• Job 1: Can you transcribe the part of the cluster creation page below from "The following section" to "a starting point."?

• Document section:
"""
Create cluster

If you're interested in Vertex AI Managed Training, contact your sales representative for access.

This page provides the direct, API-driven method for creating and managing a Managed Training cluster. You'll learn how to define your cluster's complete configuration, including login nodes, high-performance GPU partitions like the A4, and Slurm orchestrator settings—within a JSON file. Also included is how to use curl and REST API calls to deploy this configuration, creating the cluster and managing its lifecycle with GET, LIST, UPDATE and DELETE operations.

Define the cluster configuration

Create a JSON file to define the complete configuration for your Managed Training cluster.

If your organizational policy prohibits Public IP addresses on compute instances, deploy the Managed Training cluster with the enable_public_ips: false parameter and utilize Cloud NAT for internet egress.

The first step in provisioning a Managed Training cluster is to define its complete configuration in a JSON file. This file acts as the blueprint for your cluster, specifying everything from its name and network settings to the hardware for its login and worker nodes.

The following section provides several complete JSON configuration files that serve as practical templates for a variety of common use cases. Consult this list to find the example that most closely matches your needs and use it as a starting point.

Each example is followed by a detailed description of the key parameters used within that specific configuration.

GPU with Filestore only

This is the standard configuration. It provides a Filestore instance that serves as the /home directory for the cluster, suitable for general use and storing user data.
"""
• Job 2: Which lines in the records below contain the string "bucket"? Pull out each of them in full, counting a match only when the case is the same.

• Task data:
"""
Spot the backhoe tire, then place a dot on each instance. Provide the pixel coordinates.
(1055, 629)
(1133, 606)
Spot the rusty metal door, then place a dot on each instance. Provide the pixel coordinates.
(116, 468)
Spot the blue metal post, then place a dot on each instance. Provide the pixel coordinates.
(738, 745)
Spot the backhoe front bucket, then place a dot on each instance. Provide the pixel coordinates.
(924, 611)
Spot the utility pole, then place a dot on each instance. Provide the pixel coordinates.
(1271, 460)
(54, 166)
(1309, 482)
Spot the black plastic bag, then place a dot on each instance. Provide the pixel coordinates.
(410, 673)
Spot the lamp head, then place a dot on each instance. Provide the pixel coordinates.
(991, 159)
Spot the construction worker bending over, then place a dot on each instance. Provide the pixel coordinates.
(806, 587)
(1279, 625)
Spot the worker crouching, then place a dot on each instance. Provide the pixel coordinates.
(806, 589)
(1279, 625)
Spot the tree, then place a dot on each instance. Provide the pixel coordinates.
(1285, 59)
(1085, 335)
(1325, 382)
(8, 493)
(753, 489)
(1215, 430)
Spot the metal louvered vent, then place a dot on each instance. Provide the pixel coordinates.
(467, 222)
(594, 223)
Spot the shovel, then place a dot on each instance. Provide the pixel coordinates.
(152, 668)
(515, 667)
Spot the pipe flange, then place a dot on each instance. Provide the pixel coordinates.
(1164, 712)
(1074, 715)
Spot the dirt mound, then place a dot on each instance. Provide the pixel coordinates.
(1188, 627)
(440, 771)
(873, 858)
"""
"""
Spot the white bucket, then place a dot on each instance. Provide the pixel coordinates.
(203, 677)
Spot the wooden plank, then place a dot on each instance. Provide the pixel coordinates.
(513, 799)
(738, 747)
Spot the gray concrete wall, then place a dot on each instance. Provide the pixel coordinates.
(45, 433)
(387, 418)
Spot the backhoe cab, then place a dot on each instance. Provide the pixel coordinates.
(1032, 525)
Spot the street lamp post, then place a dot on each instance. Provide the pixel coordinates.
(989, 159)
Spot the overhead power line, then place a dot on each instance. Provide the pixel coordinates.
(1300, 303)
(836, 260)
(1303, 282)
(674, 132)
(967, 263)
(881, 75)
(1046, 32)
"""
"""
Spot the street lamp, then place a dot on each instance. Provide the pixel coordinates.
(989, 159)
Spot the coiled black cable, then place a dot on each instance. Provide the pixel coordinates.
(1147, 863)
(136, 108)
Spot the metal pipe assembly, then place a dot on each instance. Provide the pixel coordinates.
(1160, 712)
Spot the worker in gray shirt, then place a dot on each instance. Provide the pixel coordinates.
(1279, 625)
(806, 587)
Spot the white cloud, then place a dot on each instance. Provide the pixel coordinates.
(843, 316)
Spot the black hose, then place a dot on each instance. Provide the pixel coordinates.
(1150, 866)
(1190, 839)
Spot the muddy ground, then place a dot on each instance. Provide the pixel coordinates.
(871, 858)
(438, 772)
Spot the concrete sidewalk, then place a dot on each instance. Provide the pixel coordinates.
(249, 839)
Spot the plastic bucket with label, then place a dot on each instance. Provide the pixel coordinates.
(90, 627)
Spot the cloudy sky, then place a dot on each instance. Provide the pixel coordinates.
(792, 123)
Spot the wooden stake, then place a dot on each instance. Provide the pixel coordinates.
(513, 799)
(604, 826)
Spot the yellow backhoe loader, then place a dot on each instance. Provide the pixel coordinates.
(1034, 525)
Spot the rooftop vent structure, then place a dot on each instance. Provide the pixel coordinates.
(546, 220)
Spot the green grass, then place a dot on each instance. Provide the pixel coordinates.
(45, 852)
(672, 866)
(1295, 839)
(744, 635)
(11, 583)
"""
• Complete output 1:
The following section provides several complete JSON configuration files that serve as practical templates for a variety of common use cases. Consult this list to find the example that most closely matches your needs and use it as a starting point.

• Complete output 2:
Spot the backhoe front bucket, then place a dot on each instance. Provide the pixel coordinates.
Spot the white bucket, then place a dot on each instance. Provide the pixel coordinates.
Spot the plastic bucket with label, then place a dot on each instance. Provide the pixel coordinates.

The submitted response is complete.